→ Fragment

+--

Program Środowiskowy Organizacji Narodów Zjednoczonych wzywa wszystkie kraje świata do wielkiej restauracji przyrody. Bez tego nie wyjdziemy z matni ekocydu - ekologicznego samobójstwa, które właśnie popełniamy.

Dowody na to, że niszcząc środowisko naturalne, popełniamy samobójstwo, są trzy:

  1. Narastające globalne zmiany klimatu.
  2. Coraz większe zanieczyszczenie środowiska toksynami.
  3. Spowodowane przez ludzkość szóste wielkie wymieranie gatunków.

A ponieważ ziemska biosfera to system naczyń połączonych, niszcząc ją, podcinamy piramidę życia, na której szczycie się znajdujemy (jako tzw. topowy drapieżnik na skalę globalną).

Człowiek żyje obecnie tak żarłocznie, jakby miał do dyspozycji 1,6 Ziemi

– piszą autorzy raportu „Pokoleniowa odnowa: restauracja ekosystemów dla ludzi, przyrody i klimatu" opublikowanego w czwartek przed południem przez Program Środowiskowy Organizacji Narodów Zjednoczonych (UNEP).

Musimy więc odnowić przyrodę – tak jak restaurujemy zabytki. Będzie to słono kosztować, ale przyniesie też wielokrotnie większe zyski. No i unikniemy przepaści, ku której teraz – jako cała ludzkość – pędzimy.

Jak łupimy Ziemię

Zanim zajrzymy do raportu UNEP, popatrzmy na liczby, na podstawie których powstał.

+--

→ Treść zadania A
Podaj samą liczbę wierszy listingu, które zawierają ciąg „frame”, z uwzględnieniem wielkości liter.
Fragment i listing pochodzą z różnych źródeł.

→ Dane wejściowe
+--

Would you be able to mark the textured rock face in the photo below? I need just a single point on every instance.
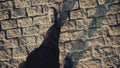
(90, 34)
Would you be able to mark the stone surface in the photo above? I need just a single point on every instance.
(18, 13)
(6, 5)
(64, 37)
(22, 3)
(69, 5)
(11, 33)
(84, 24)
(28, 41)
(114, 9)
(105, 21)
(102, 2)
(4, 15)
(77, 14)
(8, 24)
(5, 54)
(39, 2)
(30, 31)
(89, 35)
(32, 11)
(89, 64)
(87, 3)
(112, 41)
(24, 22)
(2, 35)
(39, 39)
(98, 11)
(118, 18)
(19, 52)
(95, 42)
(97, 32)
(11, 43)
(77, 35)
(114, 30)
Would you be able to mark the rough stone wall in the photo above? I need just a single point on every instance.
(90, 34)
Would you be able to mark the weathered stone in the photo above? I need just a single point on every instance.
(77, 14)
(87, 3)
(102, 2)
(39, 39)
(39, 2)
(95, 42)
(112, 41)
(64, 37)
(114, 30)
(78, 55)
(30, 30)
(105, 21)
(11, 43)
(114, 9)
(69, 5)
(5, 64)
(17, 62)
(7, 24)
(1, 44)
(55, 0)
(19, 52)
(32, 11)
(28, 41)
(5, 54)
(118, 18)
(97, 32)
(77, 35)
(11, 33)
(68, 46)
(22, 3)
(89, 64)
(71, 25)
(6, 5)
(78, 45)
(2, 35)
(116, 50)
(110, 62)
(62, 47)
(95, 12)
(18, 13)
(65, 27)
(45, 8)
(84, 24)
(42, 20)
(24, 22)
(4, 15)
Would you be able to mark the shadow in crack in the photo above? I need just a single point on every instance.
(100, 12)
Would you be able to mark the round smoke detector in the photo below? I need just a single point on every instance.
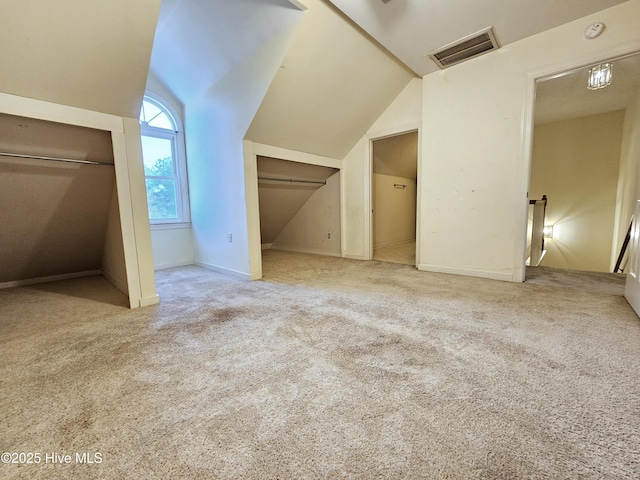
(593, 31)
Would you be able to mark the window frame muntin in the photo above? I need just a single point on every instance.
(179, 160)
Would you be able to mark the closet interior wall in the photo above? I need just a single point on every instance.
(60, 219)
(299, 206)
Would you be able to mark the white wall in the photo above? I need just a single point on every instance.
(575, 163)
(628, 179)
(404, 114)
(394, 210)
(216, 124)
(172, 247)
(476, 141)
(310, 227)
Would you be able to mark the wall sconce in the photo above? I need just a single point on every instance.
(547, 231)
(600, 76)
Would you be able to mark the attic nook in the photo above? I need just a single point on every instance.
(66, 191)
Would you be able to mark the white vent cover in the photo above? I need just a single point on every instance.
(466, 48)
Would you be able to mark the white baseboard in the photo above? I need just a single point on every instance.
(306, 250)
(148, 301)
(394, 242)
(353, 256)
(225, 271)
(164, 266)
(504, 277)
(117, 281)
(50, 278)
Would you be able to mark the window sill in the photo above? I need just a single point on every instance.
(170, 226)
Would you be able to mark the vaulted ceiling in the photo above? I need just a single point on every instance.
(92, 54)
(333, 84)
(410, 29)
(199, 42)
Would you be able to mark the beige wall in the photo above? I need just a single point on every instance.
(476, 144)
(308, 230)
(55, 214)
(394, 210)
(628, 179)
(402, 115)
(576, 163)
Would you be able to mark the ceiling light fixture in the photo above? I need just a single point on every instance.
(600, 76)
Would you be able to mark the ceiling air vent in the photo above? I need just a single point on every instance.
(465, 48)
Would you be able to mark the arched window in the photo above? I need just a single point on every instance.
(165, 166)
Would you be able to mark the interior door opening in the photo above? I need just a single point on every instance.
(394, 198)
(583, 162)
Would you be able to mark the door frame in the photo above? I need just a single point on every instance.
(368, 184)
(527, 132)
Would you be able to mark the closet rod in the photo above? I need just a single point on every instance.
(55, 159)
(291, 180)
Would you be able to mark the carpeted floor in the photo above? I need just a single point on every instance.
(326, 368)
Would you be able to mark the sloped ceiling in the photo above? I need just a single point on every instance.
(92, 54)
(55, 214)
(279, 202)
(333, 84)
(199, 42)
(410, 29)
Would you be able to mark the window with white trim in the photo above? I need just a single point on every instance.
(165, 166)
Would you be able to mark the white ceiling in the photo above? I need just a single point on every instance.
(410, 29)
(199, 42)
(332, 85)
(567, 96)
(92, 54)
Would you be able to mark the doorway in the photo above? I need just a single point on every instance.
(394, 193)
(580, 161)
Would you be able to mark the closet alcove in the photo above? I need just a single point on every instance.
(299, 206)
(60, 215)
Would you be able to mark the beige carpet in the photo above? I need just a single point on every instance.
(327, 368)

+--

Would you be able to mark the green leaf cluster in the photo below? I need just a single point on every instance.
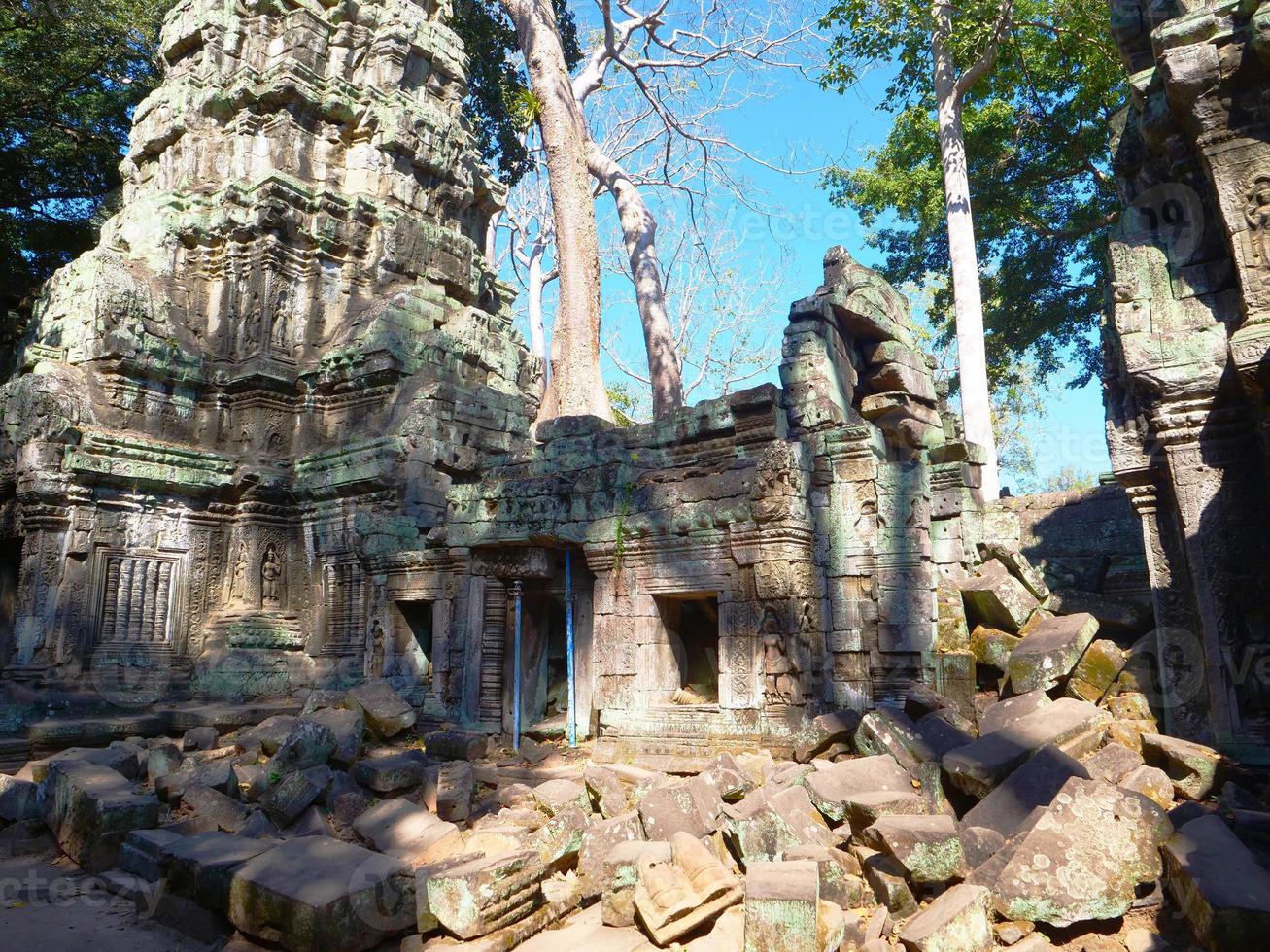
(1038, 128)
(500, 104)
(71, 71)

+--

→ Treść zadania B
Przytocz dokładnie część fragmentu, zaczynając od „Program Środowiskowy Organizacji Narodów Zjednoczonych wzywa” i kończąc na „na skalę globalną).”.

→ Poprawny wynik A
2

→ Poprawny wynik B
Program Środowiskowy Organizacji Narodów Zjednoczonych wzywa wszystkie kraje świata do wielkiej restauracji przyrody. Bez tego nie wyjdziemy z matni ekocydu - ekologicznego samobójstwa, które właśnie popełniamy.

Dowody na to, że niszcząc środowisko naturalne, popełniamy samobójstwo, są trzy:

  1. Narastające globalne zmiany klimatu.
  2. Coraz większe zanieczyszczenie środowiska toksynami.
  3. Spowodowane przez ludzkość szóste wielkie wymieranie gatunków.

A ponieważ ziemska biosfera to system naczyń połączonych, niszcząc ją, podcinamy piramidę życia, na której szczycie się znajdujemy (jako tzw. topowy drapieżnik na skalę globalną).